- Exercise directions -
Output all of the data below exactly as given.
■ ■ ■ ■ ■
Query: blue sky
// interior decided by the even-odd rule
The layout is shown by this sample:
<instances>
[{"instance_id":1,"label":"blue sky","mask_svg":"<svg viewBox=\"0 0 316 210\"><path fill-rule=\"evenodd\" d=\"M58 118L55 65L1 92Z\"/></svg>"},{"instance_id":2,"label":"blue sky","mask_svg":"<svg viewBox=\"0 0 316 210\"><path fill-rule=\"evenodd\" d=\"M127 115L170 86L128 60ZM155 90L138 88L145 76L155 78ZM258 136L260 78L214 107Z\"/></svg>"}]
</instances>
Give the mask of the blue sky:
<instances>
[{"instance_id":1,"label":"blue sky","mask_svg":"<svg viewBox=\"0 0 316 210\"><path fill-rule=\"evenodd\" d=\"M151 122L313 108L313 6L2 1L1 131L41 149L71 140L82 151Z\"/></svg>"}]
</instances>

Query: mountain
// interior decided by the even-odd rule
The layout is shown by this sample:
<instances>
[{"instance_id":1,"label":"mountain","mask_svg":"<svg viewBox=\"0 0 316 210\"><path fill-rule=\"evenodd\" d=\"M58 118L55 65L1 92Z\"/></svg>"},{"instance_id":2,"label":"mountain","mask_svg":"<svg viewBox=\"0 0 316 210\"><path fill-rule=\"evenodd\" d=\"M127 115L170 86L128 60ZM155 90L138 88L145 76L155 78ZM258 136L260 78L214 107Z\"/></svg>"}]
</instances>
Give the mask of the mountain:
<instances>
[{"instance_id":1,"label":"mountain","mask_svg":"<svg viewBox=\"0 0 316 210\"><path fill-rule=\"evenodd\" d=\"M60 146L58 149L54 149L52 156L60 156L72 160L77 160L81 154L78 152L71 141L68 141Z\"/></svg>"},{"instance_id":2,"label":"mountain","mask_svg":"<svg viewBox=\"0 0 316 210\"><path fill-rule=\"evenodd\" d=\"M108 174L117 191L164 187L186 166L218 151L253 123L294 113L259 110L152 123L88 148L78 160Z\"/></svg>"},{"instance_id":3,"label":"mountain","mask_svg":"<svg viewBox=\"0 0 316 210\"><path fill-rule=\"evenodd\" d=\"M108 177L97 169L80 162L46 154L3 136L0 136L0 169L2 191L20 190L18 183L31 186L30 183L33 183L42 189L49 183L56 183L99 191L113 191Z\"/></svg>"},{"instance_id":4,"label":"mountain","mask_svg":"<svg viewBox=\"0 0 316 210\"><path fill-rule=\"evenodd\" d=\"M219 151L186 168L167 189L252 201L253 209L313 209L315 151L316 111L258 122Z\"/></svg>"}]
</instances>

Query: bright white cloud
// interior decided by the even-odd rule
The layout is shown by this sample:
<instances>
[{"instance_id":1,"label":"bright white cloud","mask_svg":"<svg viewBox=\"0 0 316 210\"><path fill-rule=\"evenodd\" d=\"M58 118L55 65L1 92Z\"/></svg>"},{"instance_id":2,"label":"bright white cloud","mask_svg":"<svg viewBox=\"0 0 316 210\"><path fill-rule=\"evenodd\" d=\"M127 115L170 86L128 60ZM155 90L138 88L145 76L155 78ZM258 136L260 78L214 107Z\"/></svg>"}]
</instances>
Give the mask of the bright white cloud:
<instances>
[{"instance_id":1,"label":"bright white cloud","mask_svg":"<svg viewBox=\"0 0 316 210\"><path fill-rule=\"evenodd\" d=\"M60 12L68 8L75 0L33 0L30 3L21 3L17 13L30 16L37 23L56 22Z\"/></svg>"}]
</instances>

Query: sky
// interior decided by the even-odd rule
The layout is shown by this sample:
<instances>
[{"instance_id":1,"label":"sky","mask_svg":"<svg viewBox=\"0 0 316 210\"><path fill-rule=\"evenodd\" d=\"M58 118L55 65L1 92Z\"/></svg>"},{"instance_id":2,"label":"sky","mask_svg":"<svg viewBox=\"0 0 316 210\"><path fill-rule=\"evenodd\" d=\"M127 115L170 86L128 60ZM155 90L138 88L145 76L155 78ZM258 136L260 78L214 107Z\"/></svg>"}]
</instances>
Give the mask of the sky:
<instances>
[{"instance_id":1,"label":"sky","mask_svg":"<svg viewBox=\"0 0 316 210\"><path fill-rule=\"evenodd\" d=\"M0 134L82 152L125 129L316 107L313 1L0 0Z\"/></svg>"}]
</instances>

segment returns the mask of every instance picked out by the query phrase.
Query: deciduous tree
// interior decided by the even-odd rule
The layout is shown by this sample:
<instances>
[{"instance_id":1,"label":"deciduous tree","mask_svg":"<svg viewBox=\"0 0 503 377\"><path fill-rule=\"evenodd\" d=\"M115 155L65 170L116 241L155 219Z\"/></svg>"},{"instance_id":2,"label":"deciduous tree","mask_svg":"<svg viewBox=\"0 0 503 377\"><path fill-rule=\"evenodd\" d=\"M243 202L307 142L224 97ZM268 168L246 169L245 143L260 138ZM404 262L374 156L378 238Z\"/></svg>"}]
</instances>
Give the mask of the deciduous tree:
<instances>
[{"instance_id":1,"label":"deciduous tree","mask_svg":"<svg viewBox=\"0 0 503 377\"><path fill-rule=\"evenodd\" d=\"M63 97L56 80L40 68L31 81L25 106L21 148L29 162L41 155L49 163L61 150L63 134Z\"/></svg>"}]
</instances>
■ ■ ■ ■ ■
- Answer -
Query: blue sky
// interior decided by the even-odd rule
The layout is shown by this sample:
<instances>
[{"instance_id":1,"label":"blue sky","mask_svg":"<svg viewBox=\"0 0 316 210\"><path fill-rule=\"evenodd\" d=\"M58 118L55 65L1 92Z\"/></svg>"},{"instance_id":2,"label":"blue sky","mask_svg":"<svg viewBox=\"0 0 316 210\"><path fill-rule=\"evenodd\" d=\"M127 115L170 86L128 60ZM155 90L138 88L145 76L155 78ZM258 136L260 78L214 107Z\"/></svg>"}]
</instances>
Give the mask of the blue sky:
<instances>
[{"instance_id":1,"label":"blue sky","mask_svg":"<svg viewBox=\"0 0 316 210\"><path fill-rule=\"evenodd\" d=\"M151 122L313 108L313 6L2 1L1 131L41 149L71 140L82 151Z\"/></svg>"}]
</instances>

Query: mountain
// interior decided by the even-odd rule
The layout is shown by this sample:
<instances>
[{"instance_id":1,"label":"mountain","mask_svg":"<svg viewBox=\"0 0 316 210\"><path fill-rule=\"evenodd\" d=\"M58 118L55 65L1 92Z\"/></svg>"},{"instance_id":2,"label":"mountain","mask_svg":"<svg viewBox=\"0 0 316 210\"><path fill-rule=\"evenodd\" d=\"M127 115L170 86L128 60ZM155 90L138 88L145 76L155 78ZM258 136L260 78L214 107Z\"/></svg>"}]
</instances>
Give the mask of the mountain:
<instances>
[{"instance_id":1,"label":"mountain","mask_svg":"<svg viewBox=\"0 0 316 210\"><path fill-rule=\"evenodd\" d=\"M60 146L58 149L54 149L52 156L60 156L72 160L77 160L81 154L78 152L71 141L68 141Z\"/></svg>"},{"instance_id":2,"label":"mountain","mask_svg":"<svg viewBox=\"0 0 316 210\"><path fill-rule=\"evenodd\" d=\"M108 174L117 191L164 187L186 166L218 151L253 123L294 113L259 110L152 123L88 148L78 160Z\"/></svg>"},{"instance_id":3,"label":"mountain","mask_svg":"<svg viewBox=\"0 0 316 210\"><path fill-rule=\"evenodd\" d=\"M108 177L97 169L80 162L46 154L3 136L0 136L0 169L2 191L20 190L18 183L31 186L30 183L33 183L42 189L49 183L56 183L99 191L113 191Z\"/></svg>"},{"instance_id":4,"label":"mountain","mask_svg":"<svg viewBox=\"0 0 316 210\"><path fill-rule=\"evenodd\" d=\"M219 151L186 168L167 189L252 201L253 209L313 209L315 151L316 111L258 122Z\"/></svg>"}]
</instances>

Query: bright white cloud
// interior decided by the even-odd rule
The layout is shown by this sample:
<instances>
[{"instance_id":1,"label":"bright white cloud","mask_svg":"<svg viewBox=\"0 0 316 210\"><path fill-rule=\"evenodd\" d=\"M58 118L55 65L1 92Z\"/></svg>"},{"instance_id":2,"label":"bright white cloud","mask_svg":"<svg viewBox=\"0 0 316 210\"><path fill-rule=\"evenodd\" d=\"M127 115L170 86L128 60ZM155 90L138 88L145 76L155 78ZM258 136L260 78L214 107Z\"/></svg>"}]
</instances>
Give the mask of the bright white cloud:
<instances>
[{"instance_id":1,"label":"bright white cloud","mask_svg":"<svg viewBox=\"0 0 316 210\"><path fill-rule=\"evenodd\" d=\"M60 12L68 8L75 0L33 0L30 3L21 3L17 13L30 16L37 23L56 22Z\"/></svg>"}]
</instances>

Query: sky
// interior decided by the even-odd rule
The layout is shown by this sample:
<instances>
[{"instance_id":1,"label":"sky","mask_svg":"<svg viewBox=\"0 0 316 210\"><path fill-rule=\"evenodd\" d=\"M58 118L55 65L1 92Z\"/></svg>"},{"instance_id":2,"label":"sky","mask_svg":"<svg viewBox=\"0 0 316 210\"><path fill-rule=\"evenodd\" d=\"M127 115L170 86L128 60ZM155 90L138 88L145 76L155 78ZM258 136L260 78L214 107Z\"/></svg>"}]
</instances>
Give the mask of the sky:
<instances>
[{"instance_id":1,"label":"sky","mask_svg":"<svg viewBox=\"0 0 316 210\"><path fill-rule=\"evenodd\" d=\"M0 134L82 152L125 129L316 107L313 1L0 0Z\"/></svg>"}]
</instances>

segment returns the mask of every instance picked out by the query phrase.
Query: deciduous tree
// interior decided by the even-odd rule
The layout is shown by this sample:
<instances>
[{"instance_id":1,"label":"deciduous tree","mask_svg":"<svg viewBox=\"0 0 503 377\"><path fill-rule=\"evenodd\" d=\"M115 155L65 170L116 241L155 219Z\"/></svg>"},{"instance_id":2,"label":"deciduous tree","mask_svg":"<svg viewBox=\"0 0 503 377\"><path fill-rule=\"evenodd\" d=\"M243 202L307 142L224 97ZM268 168L246 169L245 143L260 138ZM404 262L374 156L378 238Z\"/></svg>"}]
</instances>
Give the mask of the deciduous tree:
<instances>
[{"instance_id":1,"label":"deciduous tree","mask_svg":"<svg viewBox=\"0 0 503 377\"><path fill-rule=\"evenodd\" d=\"M63 97L56 80L40 68L31 81L25 106L21 148L29 162L41 155L49 163L61 150L63 134Z\"/></svg>"}]
</instances>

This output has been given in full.